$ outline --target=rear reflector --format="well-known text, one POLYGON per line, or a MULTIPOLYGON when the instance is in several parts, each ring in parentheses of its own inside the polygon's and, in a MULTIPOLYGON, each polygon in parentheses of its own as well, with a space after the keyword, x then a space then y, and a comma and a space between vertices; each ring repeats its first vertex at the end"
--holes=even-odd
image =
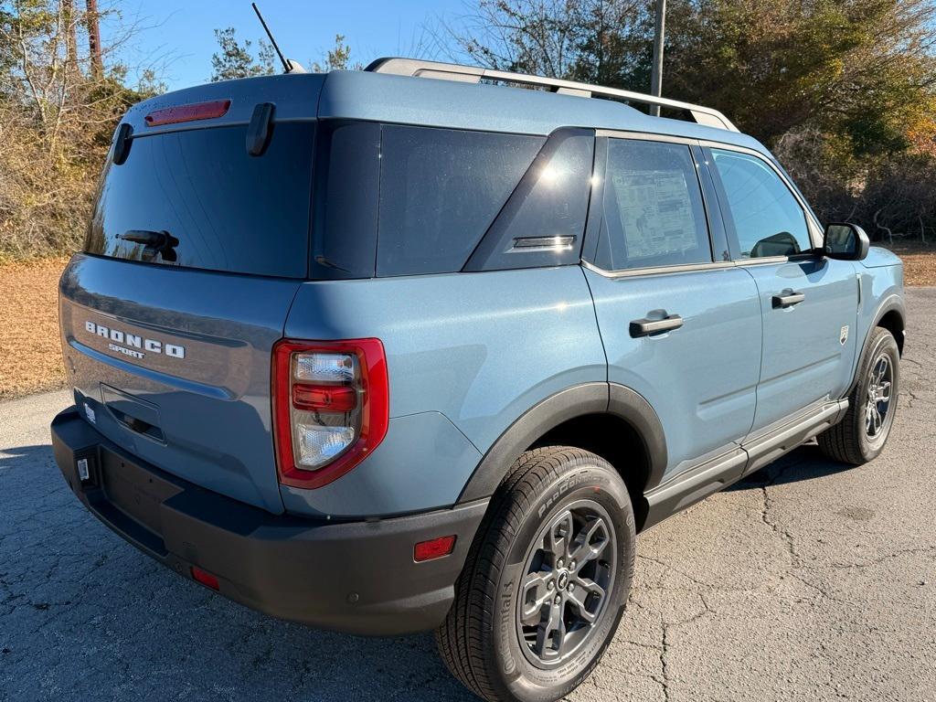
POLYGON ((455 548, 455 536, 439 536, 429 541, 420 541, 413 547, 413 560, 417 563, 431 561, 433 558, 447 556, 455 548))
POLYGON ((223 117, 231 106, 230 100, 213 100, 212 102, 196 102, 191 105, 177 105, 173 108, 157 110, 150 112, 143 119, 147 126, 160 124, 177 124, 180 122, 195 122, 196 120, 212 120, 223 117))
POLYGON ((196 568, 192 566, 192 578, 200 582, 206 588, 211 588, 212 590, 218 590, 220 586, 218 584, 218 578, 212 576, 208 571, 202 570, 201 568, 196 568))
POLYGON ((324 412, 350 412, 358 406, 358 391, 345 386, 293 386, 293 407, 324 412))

☆ ☆ ☆ ☆ ☆

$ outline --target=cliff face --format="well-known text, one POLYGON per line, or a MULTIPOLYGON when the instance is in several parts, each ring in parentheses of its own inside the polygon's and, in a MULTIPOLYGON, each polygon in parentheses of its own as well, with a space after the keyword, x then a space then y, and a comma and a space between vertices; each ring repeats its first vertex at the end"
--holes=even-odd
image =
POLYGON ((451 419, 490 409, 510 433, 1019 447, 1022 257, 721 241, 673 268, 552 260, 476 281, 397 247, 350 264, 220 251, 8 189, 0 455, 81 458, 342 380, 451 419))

☆ ☆ ☆ ☆ ☆

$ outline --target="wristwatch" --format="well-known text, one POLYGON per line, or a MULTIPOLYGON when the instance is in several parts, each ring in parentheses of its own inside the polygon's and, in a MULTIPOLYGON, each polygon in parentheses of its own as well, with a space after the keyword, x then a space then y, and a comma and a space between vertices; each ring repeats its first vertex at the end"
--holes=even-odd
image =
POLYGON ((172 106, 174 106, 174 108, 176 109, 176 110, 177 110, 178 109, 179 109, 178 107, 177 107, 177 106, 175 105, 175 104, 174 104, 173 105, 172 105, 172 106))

☆ ☆ ☆ ☆ ☆

**Work to do**
Render the entries from the line containing "outline --target=cliff face" through the line containing "POLYGON ((451 419, 490" as a JSON list of strings, one string per line, leaving out blank lines.

**Exercise answer**
[
  "$ outline --target=cliff face --format=\"well-known text, one POLYGON per line, or a MULTIPOLYGON when the instance is in several parts, each ring in parentheses of its own inside the polygon's and, in a MULTIPOLYGON, each polygon in parentheses of its own as well, with a space after the keyword, x then a space then y, and a comma and a space between vertices; each ring repeats its first vertex at the end\"",
  "--holes=even-odd",
  "image =",
  "POLYGON ((451 419, 490 409, 510 433, 1019 447, 1022 257, 721 241, 673 268, 552 260, 476 281, 397 247, 350 264, 220 251, 8 189, 0 455, 81 458, 342 380, 451 419))"
]